> [Data for this task]
********

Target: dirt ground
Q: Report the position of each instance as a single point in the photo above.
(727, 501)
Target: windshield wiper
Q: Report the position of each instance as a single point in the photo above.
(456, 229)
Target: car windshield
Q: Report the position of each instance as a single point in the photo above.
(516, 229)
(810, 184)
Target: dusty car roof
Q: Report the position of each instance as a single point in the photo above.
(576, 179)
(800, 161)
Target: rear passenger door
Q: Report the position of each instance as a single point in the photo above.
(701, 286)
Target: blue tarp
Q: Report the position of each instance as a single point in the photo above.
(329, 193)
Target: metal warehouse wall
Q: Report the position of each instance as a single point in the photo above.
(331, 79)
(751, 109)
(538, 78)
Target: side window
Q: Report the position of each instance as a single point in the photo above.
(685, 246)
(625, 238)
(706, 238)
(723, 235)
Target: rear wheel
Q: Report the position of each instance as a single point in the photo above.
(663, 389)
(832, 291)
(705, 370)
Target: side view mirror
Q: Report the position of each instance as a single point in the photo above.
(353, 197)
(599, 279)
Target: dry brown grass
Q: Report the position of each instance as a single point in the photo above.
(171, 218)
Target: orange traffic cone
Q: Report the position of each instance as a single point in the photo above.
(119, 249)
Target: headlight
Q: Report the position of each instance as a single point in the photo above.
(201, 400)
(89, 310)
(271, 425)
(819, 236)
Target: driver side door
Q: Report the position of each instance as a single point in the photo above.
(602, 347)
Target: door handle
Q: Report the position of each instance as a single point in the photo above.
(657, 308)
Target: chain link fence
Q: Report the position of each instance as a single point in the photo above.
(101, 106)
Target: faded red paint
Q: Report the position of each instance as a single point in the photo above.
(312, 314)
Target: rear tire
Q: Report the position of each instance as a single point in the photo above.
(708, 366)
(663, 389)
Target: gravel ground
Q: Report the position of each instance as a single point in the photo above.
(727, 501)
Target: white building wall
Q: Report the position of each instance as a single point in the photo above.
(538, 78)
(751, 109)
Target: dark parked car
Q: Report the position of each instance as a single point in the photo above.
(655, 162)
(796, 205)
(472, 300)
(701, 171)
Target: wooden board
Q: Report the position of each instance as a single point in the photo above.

********

> [Directions for this task] Rewrite all of the data above as a Markdown table with two columns, Row and Line. Put each line in its own row with a running number, and leave out blank lines.

> [Solution for this task]
| Row | Line |
|---|---|
| 1 | Target: dirt ground |
| 2 | Q: Report the position of each instance as a single point in the photo above. |
| 3 | (727, 501) |
| 4 | Target: windshield wiper |
| 5 | Q: Report the position of each instance as a single point in the photo above. |
| 6 | (456, 229) |
| 7 | Target: car windshield |
| 8 | Q: Report the position of each instance as a single point in the photo above. |
| 9 | (516, 229) |
| 10 | (810, 184) |
| 11 | Target: dusty car roof |
| 12 | Q: Report the position of each instance as a single point in the photo above. |
| 13 | (576, 179) |
| 14 | (800, 161) |
| 15 | Target: rear passenger door |
| 16 | Q: Report the position of each instance as a single point in the photo above. |
| 17 | (701, 286) |
| 18 | Target: blue tarp |
| 19 | Q: Report the position of each instance as a single point in the photo above. |
| 20 | (329, 193) |
| 21 | Target: metal warehouse wall |
| 22 | Q: Report the position of each instance as a single point in the photo above. |
| 23 | (331, 79) |
| 24 | (751, 109) |
| 25 | (538, 78) |
| 26 | Target: side window |
| 27 | Q: Report the position of each instance as a single point in the photo above. |
| 28 | (685, 246) |
| 29 | (625, 238) |
| 30 | (706, 238) |
| 31 | (723, 235) |
| 32 | Target: rear wheel |
| 33 | Q: Report the position of each instance as a single point in the photo above. |
| 34 | (663, 389) |
| 35 | (832, 291) |
| 36 | (705, 370) |
| 37 | Target: side view mirror |
| 38 | Q: Report the position of each instance as a single point in the photo above. |
| 39 | (353, 197) |
| 40 | (599, 279) |
| 41 | Target: dry brown grass |
| 42 | Q: Report the position of each instance as a single point in the photo above. |
| 43 | (171, 218) |
| 44 | Target: orange traffic cone |
| 45 | Q: Report the position of each instance as a single point in the photo above. |
| 46 | (119, 249) |
| 47 | Target: headlight |
| 48 | Q: Report the position of each instance as a single point in the photo above. |
| 49 | (201, 400) |
| 50 | (89, 310) |
| 51 | (271, 425) |
| 52 | (819, 236) |
| 53 | Target: driver side door |
| 54 | Q: Report the position of each instance as a single point in the photo above. |
| 55 | (602, 347) |
| 56 | Target: door handle |
| 57 | Q: Report the position of each instance as a single point in the photo above. |
| 58 | (657, 308) |
| 59 | Target: chain link fence |
| 60 | Q: Report the position of each instance as a single point in the photo above. |
| 61 | (101, 106) |
| 62 | Target: faded red paint |
| 63 | Q: Report the position of each instance as a single point in the photo above. |
| 64 | (312, 314) |
| 65 | Target: rear tire |
| 66 | Q: Report the position of each instance as a single point in the photo above. |
| 67 | (708, 366) |
| 68 | (663, 389) |
| 69 | Target: gravel ground |
| 70 | Q: Report the position of each instance as a single point in the photo above. |
| 71 | (727, 501) |
| 72 | Target: white building wall |
| 73 | Q: Report the position of each instance as a single point in the photo above. |
| 74 | (538, 78) |
| 75 | (751, 109) |
| 76 | Target: dark parked car |
| 77 | Q: Report the position of each instance as a single point in the photo above. |
| 78 | (655, 162) |
| 79 | (796, 205) |
| 80 | (472, 300) |
| 81 | (701, 171) |
| 82 | Target: wooden board |
| 83 | Q: Report the position of each instance as a single point in the photo above. |